SHORT EXERCISE A
In the text on the Rule Executor Service, how much RAM did Drools use to store about 300K rules during preliminary testing?
SHORT EXERCISE B
Write out the passage of the Rule Executor Service text between "Fact Assessment Details: Each" and "meet our requirements.", inclusive, substituting "15 seconds" for "30 seconds".

TEXT
+-------+

Fact Evaluation in Millions: Scalable Rule Executor Service

The Rule Executor Service at Myntra stands out as a pivotal tool in the domain of rule engine. While, at a glance, one might wonder what sets it apart from the myriad of rule engines available today, the difference is profound. In Myntra ecosystem, supporting numerous pricing use cases necessitated building a capability that is engineered to handle vast volumes of rules, processing millions of facts against similar scale in terms of rules for multiple tenants with high reliability, performance, availability and consistency. In order for the system to be performant and use as a broker for all Myntra systems preference was given to scalability, and ability to persist and evaluate large large number of rules with low latency evaluation window.

Let’s first delve into the functional and non-functional requirements that necessitate the creation of the Rule Executor Service.

Functional Requirements

Dynamic Rule Management: The rule engine should be designed with adaptability as a core principle, enabling administrators or users to effortlessly update, introduce, or dynamically remove rules through the user interface as the landscape evolves.
Immediate Rule Reflection: Following any changes to the rule set, the rule engine should ensure that all future fact evaluations reflect the latest rule standards with high degree of consistency. Once the creation, updating, or deletion of a rule has been confirmed as successful for the user, no subsequent fact evaluations should be conducted with the outdated rules from that timestamp onwards. This necessitates the updates to be immediately reflected in the knowledge base of the rule engine.
Fact Assessment Details: Each evaluated fact should be supplemented with essential details, including the associated rule’s ID, name, and description against which it was evaluated. In the absence of configured rules for the provided fact, enrich the fact by incorporating pertinent details regarding the absence of associated rules.

Non-Functional Requirements

Faster Rule Evaluation: The millions of facts should be evaluated against millions of configured rules within 30 seconds.

Let’s look into the rule engines that has been considered to meet our requirements.

Drools

Drools is indeed a very powerful rule engine that supports forward and backward chaining and uses an enhanced implementation of the Rete algorithm for rule evaluation. However, we encountered the following challenges with Drools:

Memory Consumption and Rule Storage: Drools maintains its rules in-memory. While this can provide fast rule processing, it poses a significant challenge when dealing with a large volume of rules. To illustrate, our preliminary testing with Drools demonstrated that storing ~300K rules consumed 60 GB of RAM. This demonstrated limitations of drools in supporting millions of rules.

+-------+

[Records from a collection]
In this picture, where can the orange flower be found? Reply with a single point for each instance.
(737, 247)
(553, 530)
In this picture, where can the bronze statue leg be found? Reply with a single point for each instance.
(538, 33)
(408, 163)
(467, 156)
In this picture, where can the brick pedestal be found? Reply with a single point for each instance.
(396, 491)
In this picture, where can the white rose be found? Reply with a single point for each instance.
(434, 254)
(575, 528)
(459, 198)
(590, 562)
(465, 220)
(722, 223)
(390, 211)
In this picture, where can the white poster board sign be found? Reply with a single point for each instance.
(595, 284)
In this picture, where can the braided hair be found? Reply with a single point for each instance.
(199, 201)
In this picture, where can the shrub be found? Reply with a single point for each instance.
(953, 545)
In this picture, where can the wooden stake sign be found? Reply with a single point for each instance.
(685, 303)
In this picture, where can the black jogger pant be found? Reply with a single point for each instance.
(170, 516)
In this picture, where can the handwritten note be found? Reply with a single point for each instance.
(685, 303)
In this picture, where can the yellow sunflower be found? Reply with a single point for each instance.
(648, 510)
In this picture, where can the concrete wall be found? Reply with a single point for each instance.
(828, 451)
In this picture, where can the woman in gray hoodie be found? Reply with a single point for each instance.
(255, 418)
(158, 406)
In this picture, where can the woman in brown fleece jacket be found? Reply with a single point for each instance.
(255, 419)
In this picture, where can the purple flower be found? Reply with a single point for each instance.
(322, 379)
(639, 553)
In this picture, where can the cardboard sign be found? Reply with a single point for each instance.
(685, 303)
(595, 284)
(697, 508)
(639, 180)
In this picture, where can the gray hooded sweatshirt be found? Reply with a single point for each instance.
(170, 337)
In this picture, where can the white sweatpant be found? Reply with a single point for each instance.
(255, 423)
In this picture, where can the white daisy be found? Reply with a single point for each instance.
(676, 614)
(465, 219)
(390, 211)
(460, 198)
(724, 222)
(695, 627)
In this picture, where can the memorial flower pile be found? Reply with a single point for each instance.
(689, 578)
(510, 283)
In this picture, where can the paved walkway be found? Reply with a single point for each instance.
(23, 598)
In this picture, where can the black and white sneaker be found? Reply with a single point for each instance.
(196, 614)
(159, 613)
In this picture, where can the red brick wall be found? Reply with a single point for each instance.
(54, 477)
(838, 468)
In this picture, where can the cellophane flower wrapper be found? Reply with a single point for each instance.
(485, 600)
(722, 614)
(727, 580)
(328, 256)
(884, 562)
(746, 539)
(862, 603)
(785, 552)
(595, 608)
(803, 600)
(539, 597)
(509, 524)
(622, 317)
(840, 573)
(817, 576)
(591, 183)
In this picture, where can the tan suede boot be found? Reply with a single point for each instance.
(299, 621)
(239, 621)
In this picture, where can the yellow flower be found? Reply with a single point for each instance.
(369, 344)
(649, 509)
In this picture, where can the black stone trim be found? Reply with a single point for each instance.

+-------+

COMPLETE OUTPUT A
60 GB of RAM.

COMPLETE OUTPUT B
Fact Assessment Details: Each evaluated fact should be supplemented with essential details, including the associated rule’s ID, name, and description against which it was evaluated. In the absence of configured rules for the provided fact, enrich the fact by incorporating pertinent details regarding the absence of associated rules.

Non-Functional Requirements

Faster Rule Evaluation: The millions of facts should be evaluated against millions of configured rules within 15 seconds.

Let’s look into the rule engines that has been considered to meet our requirements.